WHAT TO WORK ON:
Take the listing below and reproduce it in full. Change nothing.

TASK DATA:
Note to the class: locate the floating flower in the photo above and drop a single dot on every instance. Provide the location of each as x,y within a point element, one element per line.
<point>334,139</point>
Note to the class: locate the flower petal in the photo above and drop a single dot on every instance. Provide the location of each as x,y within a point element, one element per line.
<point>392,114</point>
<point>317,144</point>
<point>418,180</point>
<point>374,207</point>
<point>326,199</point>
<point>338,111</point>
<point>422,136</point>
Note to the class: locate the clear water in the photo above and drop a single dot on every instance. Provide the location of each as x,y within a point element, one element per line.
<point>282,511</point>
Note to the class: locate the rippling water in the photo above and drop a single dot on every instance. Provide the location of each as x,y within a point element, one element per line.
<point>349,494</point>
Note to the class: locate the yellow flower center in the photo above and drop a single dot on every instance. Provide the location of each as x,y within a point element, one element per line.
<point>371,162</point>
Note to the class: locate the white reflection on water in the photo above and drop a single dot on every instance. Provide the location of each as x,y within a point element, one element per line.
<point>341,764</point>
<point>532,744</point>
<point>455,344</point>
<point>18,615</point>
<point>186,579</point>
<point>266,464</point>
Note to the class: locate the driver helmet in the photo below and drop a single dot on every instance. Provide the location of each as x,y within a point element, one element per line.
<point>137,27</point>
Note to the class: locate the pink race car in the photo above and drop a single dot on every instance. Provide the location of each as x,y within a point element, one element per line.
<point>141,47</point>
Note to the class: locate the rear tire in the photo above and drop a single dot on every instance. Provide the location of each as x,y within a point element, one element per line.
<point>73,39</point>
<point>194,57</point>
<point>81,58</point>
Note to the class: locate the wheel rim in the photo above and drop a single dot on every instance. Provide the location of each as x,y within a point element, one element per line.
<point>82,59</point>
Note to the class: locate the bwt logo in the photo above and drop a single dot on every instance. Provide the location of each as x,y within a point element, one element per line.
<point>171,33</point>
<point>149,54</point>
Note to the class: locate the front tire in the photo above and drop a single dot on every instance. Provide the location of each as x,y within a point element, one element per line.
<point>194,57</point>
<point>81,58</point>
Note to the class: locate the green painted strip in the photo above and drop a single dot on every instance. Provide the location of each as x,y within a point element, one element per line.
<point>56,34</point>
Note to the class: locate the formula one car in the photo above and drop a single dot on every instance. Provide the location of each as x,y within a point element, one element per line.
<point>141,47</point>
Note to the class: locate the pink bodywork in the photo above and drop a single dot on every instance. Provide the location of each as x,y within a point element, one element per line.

ANSWER BOX:
Note to the class: locate the floating flower in the photo above and drop a single dot on every instance. Provide the location of each as x,y within a point element, one element per line.
<point>334,139</point>
Note to the class: locate the flower petal in the photo above and drop a single dot on every instance. Provide the location of each as x,y within a point element, one element per line.
<point>392,114</point>
<point>317,144</point>
<point>418,180</point>
<point>374,207</point>
<point>326,199</point>
<point>338,111</point>
<point>422,136</point>
Note to the class: locate the clear water in the photo above and drop a single dot on every instance. Provide the location of each as x,y within a point element, one element per line.
<point>282,511</point>
Note to the class: locate the rippling water in the photo above and drop a single dot on every instance. Provide the location of each as x,y within a point element, one element per line.
<point>349,494</point>
Note to the class: locate the yellow flower center in the photo above and drop a single dot on every instance. Provide the location of each as x,y within a point element, one element per line.
<point>371,162</point>
Note to the class: locate the white reflection on water in the photo above and drop a single dot on every instance. Provide the location of each as x,y within a point element, one element per line.
<point>341,764</point>
<point>532,744</point>
<point>455,344</point>
<point>18,615</point>
<point>186,579</point>
<point>266,464</point>
Note to the class: locate the driver helmet in the photo below and drop a single dot on every instance. Provide the location of each as x,y within a point element, one element per line.
<point>137,27</point>
Note to the class: locate the pink race car in the photo above and drop a single dot on every instance. Provide the location of each as x,y within a point element, one element per line.
<point>141,47</point>
Note to the class: locate the rear tire in the photo above and drop a single dot on every instance. Provide the location of each as x,y within a point element, one element per line.
<point>73,39</point>
<point>194,57</point>
<point>81,58</point>
Note to the class: locate the wheel rim in the photo above and drop a single dot on every instance. Provide the location of each as x,y within a point element, one element per line.
<point>82,59</point>
Note to the class: locate the bwt logo in the photo above and drop a single dot on every instance. Provide the location of each as x,y within a point element, one element per line.
<point>171,33</point>
<point>149,54</point>
Note to the class: locate the front tire in the photo above and drop a single dot on every instance. Provide the location of each as x,y within a point element, one element per line.
<point>194,57</point>
<point>81,58</point>
Note to the class: locate the green painted strip in the photo above and drop a single dot on every instance. Provide the location of each as x,y within a point element, one element per line.
<point>56,34</point>
Note to the class: locate the formula one car in the photo above and drop a single dot on every instance. Provide the location of each as x,y within a point element, one element per line.
<point>141,47</point>
Note to the class: locate the pink bodywork in the photo above and drop a single dot on every instance. Provide the location of each as x,y within a point element, one element per line.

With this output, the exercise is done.